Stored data
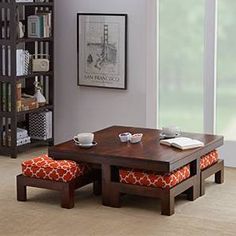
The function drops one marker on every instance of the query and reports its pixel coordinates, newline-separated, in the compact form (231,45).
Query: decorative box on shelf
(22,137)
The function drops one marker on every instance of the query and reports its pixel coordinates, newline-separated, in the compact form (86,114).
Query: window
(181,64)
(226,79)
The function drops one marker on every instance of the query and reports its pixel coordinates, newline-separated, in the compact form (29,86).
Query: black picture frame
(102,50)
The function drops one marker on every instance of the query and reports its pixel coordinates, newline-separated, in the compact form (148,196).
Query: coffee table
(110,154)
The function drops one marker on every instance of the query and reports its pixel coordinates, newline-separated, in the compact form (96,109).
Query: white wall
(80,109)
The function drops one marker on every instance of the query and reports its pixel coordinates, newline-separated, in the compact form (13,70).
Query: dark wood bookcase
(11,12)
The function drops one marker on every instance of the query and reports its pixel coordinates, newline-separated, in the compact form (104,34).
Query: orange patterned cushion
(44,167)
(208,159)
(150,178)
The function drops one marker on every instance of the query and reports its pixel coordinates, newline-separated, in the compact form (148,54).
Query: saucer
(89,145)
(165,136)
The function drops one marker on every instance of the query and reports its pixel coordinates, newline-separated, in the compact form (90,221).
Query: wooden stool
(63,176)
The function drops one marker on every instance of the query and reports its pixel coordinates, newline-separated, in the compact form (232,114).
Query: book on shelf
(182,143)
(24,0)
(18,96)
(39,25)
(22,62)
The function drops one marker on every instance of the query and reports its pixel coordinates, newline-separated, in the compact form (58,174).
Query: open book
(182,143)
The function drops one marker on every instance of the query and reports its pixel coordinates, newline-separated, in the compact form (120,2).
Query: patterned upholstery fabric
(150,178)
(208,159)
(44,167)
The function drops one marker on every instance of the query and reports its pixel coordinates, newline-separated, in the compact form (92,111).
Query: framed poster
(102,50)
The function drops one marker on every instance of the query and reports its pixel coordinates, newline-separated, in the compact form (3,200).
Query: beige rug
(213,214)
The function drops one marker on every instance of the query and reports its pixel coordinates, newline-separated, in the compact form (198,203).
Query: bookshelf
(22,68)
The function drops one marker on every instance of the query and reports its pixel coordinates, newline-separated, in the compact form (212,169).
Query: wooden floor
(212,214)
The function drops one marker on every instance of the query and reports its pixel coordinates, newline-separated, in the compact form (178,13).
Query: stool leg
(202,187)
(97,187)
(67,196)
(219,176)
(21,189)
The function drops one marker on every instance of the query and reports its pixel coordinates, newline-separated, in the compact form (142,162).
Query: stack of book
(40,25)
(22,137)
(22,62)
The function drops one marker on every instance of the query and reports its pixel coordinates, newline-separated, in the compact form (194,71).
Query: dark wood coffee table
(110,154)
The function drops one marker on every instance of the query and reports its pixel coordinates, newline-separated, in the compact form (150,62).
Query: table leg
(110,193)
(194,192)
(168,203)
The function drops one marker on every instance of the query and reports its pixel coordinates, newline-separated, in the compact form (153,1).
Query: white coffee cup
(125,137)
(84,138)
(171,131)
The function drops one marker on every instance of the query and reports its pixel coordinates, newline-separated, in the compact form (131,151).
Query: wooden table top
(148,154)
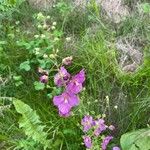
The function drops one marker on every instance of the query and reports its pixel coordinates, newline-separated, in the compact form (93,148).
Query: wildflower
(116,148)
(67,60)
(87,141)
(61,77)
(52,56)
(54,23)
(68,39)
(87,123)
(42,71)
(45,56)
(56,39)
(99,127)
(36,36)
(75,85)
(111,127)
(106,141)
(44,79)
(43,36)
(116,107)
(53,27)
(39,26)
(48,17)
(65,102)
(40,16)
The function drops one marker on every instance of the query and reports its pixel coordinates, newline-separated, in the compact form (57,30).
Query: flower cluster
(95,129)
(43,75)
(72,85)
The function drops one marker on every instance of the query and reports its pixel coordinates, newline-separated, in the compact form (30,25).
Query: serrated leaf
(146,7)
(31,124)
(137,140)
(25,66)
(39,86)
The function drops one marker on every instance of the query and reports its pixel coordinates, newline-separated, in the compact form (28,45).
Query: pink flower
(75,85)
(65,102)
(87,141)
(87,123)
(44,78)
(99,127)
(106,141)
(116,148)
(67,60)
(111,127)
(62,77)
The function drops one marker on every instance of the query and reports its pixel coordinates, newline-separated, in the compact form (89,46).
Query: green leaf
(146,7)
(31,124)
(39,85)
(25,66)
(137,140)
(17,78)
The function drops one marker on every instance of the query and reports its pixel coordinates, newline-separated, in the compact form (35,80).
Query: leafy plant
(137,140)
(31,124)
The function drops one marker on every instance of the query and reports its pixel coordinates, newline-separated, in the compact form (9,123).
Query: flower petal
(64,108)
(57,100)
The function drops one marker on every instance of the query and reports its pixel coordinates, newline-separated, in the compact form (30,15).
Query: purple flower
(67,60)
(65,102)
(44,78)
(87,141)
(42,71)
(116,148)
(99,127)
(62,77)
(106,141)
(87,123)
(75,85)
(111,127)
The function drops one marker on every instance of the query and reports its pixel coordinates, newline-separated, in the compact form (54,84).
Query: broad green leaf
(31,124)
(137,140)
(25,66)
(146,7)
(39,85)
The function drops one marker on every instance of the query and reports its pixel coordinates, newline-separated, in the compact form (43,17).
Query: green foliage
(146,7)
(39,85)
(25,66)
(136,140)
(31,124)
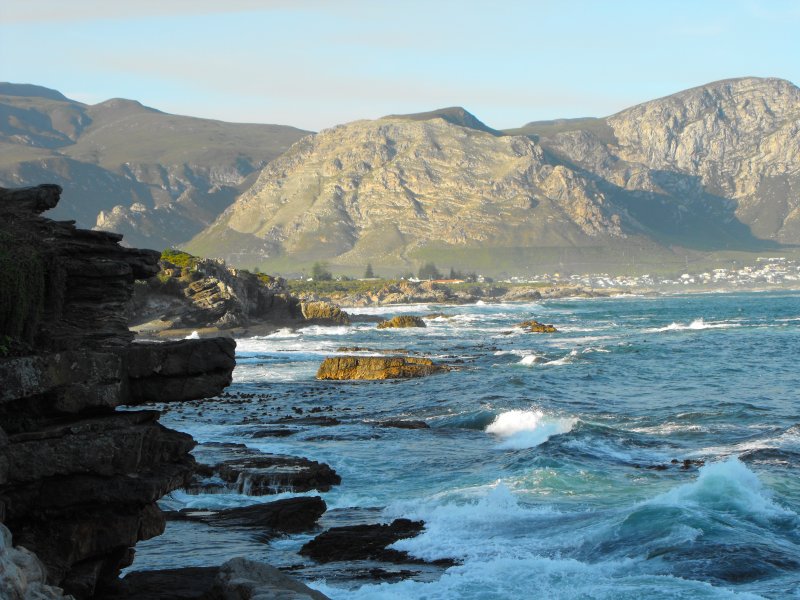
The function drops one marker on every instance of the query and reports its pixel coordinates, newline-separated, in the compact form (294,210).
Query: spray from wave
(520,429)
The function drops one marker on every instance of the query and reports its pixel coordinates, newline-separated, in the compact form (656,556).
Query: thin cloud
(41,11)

* * *

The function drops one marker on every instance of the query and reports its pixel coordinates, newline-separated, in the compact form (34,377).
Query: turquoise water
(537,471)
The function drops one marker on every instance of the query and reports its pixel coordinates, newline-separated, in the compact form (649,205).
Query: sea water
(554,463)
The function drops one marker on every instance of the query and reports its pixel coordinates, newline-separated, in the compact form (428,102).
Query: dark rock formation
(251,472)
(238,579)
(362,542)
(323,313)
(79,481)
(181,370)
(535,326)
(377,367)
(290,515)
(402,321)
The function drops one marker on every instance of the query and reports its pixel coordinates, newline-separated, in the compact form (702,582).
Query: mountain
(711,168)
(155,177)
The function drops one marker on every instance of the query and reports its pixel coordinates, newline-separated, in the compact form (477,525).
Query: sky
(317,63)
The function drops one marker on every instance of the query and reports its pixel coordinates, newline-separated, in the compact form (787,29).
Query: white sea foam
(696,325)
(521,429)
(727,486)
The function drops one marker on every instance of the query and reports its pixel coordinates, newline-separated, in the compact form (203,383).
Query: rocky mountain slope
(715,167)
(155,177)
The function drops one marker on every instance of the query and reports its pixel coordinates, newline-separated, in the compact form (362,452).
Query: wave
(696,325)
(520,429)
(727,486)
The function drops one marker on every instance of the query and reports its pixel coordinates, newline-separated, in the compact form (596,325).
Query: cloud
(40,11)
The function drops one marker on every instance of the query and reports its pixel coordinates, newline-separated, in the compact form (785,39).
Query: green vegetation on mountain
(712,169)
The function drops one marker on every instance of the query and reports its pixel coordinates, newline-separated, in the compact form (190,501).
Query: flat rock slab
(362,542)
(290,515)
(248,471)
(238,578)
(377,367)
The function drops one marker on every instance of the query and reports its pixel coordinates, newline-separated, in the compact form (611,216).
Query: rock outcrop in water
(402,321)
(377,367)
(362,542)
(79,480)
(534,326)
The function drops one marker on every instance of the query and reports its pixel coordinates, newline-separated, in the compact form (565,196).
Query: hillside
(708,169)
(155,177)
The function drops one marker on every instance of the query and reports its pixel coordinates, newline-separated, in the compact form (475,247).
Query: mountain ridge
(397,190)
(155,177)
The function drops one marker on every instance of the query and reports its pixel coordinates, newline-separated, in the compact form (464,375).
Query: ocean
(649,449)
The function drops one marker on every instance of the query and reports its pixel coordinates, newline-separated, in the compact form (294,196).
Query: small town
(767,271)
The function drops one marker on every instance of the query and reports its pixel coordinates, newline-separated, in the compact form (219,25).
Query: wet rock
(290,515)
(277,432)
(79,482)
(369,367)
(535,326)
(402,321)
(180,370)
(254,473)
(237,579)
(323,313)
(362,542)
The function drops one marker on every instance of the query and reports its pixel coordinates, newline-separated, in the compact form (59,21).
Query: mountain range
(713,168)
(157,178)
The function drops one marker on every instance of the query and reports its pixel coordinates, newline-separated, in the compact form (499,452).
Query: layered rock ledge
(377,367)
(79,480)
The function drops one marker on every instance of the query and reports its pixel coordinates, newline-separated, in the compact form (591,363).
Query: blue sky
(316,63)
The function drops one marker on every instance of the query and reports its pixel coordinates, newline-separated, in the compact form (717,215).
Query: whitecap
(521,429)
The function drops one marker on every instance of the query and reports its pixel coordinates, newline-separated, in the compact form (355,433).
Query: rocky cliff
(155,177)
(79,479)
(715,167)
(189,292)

• **EXERCISE**:
Since the pictures are not part of the copy, please transcribe only the lines above from the one with "compact form (35,80)." through the one with "compact form (294,210).", exactly and with both ends.

• **RESPONSE TO THE TASK**:
The function drops one marker on every instance of the query and reports its pixel coordinates, newline-separated, in the compact form (35,80).
Query: leafy plant
(137,140)
(31,124)
The function drops one marker on every instance of the query and reports its pixel coordinates, newline-separated, in the compact form (9,123).
Query: flower petal
(64,108)
(57,100)
The function drops one marker on every instance of the query and reports its pixel coordinates, newline-separated, in the compact form (30,15).
Query: purple flower
(67,60)
(65,102)
(44,78)
(87,141)
(42,71)
(116,148)
(99,127)
(62,77)
(106,141)
(87,123)
(75,85)
(111,127)
The function drops one marker on every instance of the query and reports its pixel coordinates, newline-separated, in the compact form (54,84).
Query: broad green leaf
(31,124)
(137,140)
(25,66)
(146,7)
(39,85)
The function drops one marker on every instance of the query and reports its pixel coordinates, newline-separated, in the compact form (43,17).
Query: green foliage
(146,7)
(39,85)
(25,66)
(136,140)
(31,124)
The function drops one marker on every instance of the query and reports its pixel coordinates, newline-separated, in the compact form (294,210).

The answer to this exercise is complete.